Job -
Starting from the line that contains "point: black kayak", reproduce each line exactly through the end of the material, and include no other lines.
━━━━━ Task inputs ━━━━━
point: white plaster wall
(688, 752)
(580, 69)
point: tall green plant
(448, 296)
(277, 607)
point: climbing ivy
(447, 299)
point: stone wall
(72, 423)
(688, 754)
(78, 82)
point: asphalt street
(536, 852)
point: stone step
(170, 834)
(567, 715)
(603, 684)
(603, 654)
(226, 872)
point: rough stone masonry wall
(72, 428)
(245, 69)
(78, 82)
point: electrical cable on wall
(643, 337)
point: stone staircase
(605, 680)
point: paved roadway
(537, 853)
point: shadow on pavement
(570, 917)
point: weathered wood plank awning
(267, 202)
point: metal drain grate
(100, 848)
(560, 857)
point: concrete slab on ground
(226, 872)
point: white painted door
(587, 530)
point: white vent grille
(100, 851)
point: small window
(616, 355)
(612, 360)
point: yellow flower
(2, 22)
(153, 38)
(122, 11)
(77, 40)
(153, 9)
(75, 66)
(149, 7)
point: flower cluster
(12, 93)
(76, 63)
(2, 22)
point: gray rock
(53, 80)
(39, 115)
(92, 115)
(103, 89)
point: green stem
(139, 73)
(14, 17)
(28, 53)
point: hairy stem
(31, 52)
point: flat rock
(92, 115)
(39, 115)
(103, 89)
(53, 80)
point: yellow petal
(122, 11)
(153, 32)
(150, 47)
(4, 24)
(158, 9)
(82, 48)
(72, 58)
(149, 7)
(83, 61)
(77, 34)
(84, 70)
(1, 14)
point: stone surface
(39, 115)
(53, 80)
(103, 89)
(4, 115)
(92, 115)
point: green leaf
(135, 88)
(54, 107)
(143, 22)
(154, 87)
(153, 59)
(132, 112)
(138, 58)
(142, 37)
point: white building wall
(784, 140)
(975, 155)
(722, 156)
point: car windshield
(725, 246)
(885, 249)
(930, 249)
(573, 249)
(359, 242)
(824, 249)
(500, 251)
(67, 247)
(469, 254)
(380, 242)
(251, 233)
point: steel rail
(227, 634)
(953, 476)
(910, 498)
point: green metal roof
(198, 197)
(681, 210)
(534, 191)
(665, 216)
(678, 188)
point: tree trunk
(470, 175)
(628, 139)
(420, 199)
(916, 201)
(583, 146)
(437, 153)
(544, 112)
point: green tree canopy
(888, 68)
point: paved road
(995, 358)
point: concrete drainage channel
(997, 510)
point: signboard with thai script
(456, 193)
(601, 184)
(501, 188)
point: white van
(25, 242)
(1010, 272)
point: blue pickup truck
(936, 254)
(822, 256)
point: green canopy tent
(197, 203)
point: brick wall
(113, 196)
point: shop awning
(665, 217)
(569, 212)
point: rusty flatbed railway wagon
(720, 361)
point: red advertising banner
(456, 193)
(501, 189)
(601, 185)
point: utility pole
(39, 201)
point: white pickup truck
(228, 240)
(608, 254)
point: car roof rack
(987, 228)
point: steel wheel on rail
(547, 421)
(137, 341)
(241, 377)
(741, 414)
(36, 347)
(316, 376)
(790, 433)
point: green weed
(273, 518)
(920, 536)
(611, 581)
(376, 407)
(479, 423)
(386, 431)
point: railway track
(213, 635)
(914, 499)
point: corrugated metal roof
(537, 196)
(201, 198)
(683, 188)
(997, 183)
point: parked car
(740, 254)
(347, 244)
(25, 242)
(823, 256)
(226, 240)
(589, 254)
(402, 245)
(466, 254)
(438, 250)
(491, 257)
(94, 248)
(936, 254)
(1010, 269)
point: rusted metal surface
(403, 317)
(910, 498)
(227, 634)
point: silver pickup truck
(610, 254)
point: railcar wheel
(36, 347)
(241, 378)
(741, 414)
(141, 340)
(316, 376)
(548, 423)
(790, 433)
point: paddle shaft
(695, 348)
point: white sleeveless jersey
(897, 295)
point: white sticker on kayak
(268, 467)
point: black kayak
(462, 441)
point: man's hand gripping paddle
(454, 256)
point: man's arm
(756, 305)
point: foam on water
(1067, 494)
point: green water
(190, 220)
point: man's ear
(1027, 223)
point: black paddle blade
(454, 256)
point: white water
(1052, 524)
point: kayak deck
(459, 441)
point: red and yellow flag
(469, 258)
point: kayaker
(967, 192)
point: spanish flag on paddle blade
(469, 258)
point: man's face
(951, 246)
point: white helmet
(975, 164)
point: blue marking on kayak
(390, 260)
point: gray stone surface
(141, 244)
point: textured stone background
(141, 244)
━━━━━
Worked answer -
point: black kayak
(462, 441)
point: man's hand gripping paddle
(454, 256)
point: man's arm
(756, 305)
point: foam on water
(1067, 494)
point: green water
(190, 220)
point: man's ear
(1027, 223)
point: black paddle blade
(454, 256)
point: white water
(1052, 524)
point: kayak deck
(459, 441)
point: red and yellow flag
(469, 258)
point: kayaker
(967, 192)
point: spanish flag on paddle blade
(469, 258)
point: man's face
(951, 246)
point: white helmet
(975, 164)
point: blue marking on kayak
(390, 260)
point: gray stone surface
(141, 244)
point: textured stone background
(141, 244)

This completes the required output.